### Source
In these circumstances, the Ombudsman went on to consider whether there were any factors that would render it ‘desirable in the public interest’ to make the second legal opinion available.
The Ombudsman noted that the public interest in the maintenance of legal professional privilege is a particularly strong one, and an important factor to take into account when considering the strength of that public interest is the ‘type’ of legal advice at issue. The Ombudsman noted that in the Danks Committee’s supplementary report ‘Towards Open Government’, the Committee recognised that there can be a greater degree of public interest in legal opinions of a more general and constitutional nature than there might be in opinions that relate to specific contractual issues. The Ombudsman then identified the following public interest considerations favouring release of the second opinion:
it related to New Zealand’s compliance with its international obligations, of which there is a strong public interest generally;
release of the second opinion would promote public understanding of the reasons for the Department’s decision to resume its involvement in Russian adoptions; and
release of the second opinion would enable the making of a more informed judgement by those considering whether to adopt a child from Russia, thereby promoting the best interests of those children.
The Ombudsman was not persuaded that it was ‘necessary’ to withhold the first opinion in order to ‘maintain’ the privilege as required by section 9(2)(h).
With regard to the second opinion, the Ombudsman was of the view that while section 9(2)(h) applied, there was a strong public interest in release of the information (with the exception of three paragraphs) and that this interest outweighed the need to withhold the opinion in the circumstances of this case.
With regard to the remaining three paragraphs in the second legal opinion, the Ombudsman was of the view that their content did not relate directly to the public interest considerations identified. As a result, he considered the Department was entitled to withhold this particular information pursuant to section 9(2)(h) of the OIA.
The Department agreed to review its original decision and subsequently released both legal opinions to the relevant complainants with the exception of the three paragraphs in the second opinion.
This case note is published under the authority of the Ombudsmen Rules 1989. It sets out an Ombudsman’s view on the facts of a particular case. It should not be taken as establishing any legal precedent that would bind an Ombudsman in future.

### Problem description
Answer these from the case note:
1. Which report recognized that legal opinions of a general and constitutional nature can carry a greater public interest?
2. How many paragraphs of the second legal opinion was the Department entitled to withhold?
3. Under the authority of what is the case note published?

### Supplied entries
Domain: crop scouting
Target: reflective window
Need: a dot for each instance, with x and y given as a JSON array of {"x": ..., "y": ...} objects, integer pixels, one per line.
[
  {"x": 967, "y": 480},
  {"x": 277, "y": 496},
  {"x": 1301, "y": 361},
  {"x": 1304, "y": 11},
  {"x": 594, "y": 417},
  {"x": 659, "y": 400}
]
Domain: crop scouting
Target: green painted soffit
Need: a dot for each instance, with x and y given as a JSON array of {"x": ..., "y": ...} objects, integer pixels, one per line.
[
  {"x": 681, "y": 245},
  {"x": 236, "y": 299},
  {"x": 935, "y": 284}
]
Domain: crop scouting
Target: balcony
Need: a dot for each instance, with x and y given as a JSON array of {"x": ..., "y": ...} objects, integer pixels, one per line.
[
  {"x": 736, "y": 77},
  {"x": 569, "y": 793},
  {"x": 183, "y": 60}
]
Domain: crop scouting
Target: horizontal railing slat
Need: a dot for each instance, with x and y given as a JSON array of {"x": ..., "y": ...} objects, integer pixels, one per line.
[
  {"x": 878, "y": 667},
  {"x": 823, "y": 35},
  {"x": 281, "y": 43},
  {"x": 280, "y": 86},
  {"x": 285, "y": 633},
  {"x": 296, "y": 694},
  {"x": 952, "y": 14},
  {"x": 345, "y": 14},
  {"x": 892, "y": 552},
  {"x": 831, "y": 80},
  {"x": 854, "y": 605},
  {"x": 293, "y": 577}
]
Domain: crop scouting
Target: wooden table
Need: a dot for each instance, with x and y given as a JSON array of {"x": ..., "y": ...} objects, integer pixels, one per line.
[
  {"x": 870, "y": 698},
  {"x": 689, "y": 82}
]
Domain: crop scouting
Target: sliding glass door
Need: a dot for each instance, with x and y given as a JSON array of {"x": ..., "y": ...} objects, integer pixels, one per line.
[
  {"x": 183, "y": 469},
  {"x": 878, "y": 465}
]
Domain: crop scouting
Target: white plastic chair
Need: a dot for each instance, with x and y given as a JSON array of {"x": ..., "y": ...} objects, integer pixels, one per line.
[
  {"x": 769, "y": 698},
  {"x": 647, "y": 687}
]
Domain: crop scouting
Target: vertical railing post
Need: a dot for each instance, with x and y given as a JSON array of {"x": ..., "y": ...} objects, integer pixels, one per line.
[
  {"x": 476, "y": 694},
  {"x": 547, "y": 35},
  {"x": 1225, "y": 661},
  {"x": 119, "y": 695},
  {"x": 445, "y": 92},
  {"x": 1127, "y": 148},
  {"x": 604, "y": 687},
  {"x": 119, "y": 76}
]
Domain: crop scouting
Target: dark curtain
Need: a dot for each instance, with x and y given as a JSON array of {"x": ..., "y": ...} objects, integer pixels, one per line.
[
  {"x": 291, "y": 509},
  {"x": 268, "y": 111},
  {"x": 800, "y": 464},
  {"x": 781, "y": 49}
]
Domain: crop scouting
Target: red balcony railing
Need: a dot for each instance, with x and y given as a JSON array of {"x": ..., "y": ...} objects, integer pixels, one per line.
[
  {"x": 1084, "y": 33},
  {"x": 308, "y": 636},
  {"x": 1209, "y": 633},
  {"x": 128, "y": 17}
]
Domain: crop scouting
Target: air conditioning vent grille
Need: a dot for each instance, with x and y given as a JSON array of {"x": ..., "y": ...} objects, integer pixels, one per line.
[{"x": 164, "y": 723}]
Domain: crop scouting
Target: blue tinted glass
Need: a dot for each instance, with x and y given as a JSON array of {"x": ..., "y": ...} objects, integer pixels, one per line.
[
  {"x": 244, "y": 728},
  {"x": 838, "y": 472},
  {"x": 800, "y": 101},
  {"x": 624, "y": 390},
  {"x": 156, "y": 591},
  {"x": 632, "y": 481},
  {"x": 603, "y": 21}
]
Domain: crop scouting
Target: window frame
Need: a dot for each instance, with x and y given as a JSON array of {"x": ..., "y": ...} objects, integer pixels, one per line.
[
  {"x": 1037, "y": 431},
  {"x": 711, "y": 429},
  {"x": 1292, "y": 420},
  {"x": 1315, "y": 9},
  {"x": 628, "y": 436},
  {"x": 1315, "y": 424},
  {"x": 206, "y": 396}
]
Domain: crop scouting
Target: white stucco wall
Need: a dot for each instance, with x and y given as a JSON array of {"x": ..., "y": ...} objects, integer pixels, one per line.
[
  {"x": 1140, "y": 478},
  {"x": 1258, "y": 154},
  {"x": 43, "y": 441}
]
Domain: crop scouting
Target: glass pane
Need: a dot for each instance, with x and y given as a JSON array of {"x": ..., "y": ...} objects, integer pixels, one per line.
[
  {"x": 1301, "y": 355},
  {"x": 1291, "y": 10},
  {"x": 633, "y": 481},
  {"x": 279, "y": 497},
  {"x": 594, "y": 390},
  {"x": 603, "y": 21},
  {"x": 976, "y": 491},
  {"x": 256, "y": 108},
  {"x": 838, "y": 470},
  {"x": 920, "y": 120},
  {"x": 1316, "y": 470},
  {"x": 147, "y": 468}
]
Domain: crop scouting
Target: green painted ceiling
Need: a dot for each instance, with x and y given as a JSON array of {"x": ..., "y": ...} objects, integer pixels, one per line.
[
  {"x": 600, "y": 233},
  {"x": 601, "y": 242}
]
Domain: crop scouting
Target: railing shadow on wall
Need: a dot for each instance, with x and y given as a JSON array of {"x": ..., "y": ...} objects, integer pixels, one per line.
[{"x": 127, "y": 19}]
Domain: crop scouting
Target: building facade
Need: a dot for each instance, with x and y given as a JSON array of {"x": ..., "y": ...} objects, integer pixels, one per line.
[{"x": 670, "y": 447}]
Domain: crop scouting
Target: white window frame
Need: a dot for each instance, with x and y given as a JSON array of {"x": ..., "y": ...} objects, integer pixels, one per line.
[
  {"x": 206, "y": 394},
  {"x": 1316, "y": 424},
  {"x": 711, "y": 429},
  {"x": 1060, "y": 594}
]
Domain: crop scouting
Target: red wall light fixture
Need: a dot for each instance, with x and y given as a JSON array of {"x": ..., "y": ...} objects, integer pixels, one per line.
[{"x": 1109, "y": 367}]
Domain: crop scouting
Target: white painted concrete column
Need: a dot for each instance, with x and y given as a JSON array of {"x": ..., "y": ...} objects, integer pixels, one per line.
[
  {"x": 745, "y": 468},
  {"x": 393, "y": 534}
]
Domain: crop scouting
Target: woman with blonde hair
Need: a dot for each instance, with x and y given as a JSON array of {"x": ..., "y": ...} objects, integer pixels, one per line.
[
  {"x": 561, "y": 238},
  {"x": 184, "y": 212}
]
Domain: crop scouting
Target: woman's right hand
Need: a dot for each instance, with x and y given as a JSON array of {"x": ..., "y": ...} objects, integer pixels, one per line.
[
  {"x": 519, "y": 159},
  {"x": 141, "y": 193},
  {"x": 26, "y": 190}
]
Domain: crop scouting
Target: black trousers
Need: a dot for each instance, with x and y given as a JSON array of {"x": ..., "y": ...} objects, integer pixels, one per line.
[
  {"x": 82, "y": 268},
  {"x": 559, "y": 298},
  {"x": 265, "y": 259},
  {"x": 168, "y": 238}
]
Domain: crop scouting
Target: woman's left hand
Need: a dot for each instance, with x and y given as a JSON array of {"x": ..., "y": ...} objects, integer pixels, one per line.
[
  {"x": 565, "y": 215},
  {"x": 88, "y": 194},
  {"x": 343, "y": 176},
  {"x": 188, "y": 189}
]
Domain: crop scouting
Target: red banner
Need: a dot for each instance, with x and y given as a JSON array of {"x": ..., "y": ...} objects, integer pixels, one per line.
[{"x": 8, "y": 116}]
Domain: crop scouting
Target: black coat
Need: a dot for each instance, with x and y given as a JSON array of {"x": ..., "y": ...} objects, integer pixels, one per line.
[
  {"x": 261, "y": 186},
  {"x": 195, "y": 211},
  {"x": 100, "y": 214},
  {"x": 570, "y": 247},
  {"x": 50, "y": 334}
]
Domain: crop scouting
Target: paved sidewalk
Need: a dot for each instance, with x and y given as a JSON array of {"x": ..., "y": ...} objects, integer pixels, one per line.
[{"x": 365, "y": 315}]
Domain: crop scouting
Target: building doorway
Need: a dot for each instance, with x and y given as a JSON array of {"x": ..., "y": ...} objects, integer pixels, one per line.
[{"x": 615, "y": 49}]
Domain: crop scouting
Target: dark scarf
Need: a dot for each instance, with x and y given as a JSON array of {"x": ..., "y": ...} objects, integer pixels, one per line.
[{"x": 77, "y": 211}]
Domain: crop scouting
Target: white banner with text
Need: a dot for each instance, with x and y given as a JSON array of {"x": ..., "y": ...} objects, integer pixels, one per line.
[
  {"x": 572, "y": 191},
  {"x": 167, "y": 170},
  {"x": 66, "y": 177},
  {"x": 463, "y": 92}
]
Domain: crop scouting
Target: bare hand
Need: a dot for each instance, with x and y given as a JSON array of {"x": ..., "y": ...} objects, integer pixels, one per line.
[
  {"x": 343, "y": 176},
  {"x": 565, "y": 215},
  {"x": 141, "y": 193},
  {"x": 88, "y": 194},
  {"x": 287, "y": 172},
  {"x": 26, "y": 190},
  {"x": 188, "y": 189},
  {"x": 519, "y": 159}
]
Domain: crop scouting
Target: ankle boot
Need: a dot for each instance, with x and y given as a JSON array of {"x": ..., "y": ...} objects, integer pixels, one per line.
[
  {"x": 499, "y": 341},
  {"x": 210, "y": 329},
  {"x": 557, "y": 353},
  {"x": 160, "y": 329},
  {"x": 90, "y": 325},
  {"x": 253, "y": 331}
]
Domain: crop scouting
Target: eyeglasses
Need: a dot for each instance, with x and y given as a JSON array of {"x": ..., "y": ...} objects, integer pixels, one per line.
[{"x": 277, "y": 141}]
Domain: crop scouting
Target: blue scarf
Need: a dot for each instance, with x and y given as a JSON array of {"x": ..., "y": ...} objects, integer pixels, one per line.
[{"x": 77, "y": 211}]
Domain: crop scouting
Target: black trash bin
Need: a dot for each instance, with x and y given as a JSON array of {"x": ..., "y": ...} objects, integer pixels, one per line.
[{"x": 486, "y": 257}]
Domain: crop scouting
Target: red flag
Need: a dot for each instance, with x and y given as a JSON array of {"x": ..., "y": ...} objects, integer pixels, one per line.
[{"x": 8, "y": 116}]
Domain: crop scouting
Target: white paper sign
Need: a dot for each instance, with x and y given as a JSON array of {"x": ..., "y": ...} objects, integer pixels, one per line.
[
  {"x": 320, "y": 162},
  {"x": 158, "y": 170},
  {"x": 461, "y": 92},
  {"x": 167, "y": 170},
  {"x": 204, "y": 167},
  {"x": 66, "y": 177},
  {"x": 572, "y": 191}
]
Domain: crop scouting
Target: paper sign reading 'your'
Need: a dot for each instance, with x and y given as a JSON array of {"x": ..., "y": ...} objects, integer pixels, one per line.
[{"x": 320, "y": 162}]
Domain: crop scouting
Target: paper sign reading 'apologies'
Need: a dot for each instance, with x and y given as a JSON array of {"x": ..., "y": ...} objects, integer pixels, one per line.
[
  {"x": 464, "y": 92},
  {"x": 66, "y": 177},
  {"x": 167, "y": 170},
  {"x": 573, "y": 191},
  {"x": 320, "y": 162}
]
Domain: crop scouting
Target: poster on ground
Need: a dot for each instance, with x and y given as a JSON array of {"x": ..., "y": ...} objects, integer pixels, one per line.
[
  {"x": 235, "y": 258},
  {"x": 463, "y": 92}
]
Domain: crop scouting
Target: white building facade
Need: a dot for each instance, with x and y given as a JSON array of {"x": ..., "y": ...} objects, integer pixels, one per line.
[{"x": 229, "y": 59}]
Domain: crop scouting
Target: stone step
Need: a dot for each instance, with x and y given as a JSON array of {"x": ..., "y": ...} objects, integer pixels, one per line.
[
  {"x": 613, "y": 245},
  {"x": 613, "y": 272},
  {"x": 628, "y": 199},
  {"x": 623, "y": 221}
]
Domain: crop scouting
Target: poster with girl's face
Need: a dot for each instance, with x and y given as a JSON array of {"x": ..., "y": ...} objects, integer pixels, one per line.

### Written answer
1. The Danks Committee's supplementary report "Towards Open Government."
2. Three.
3. The Ombudsmen Rules 1989.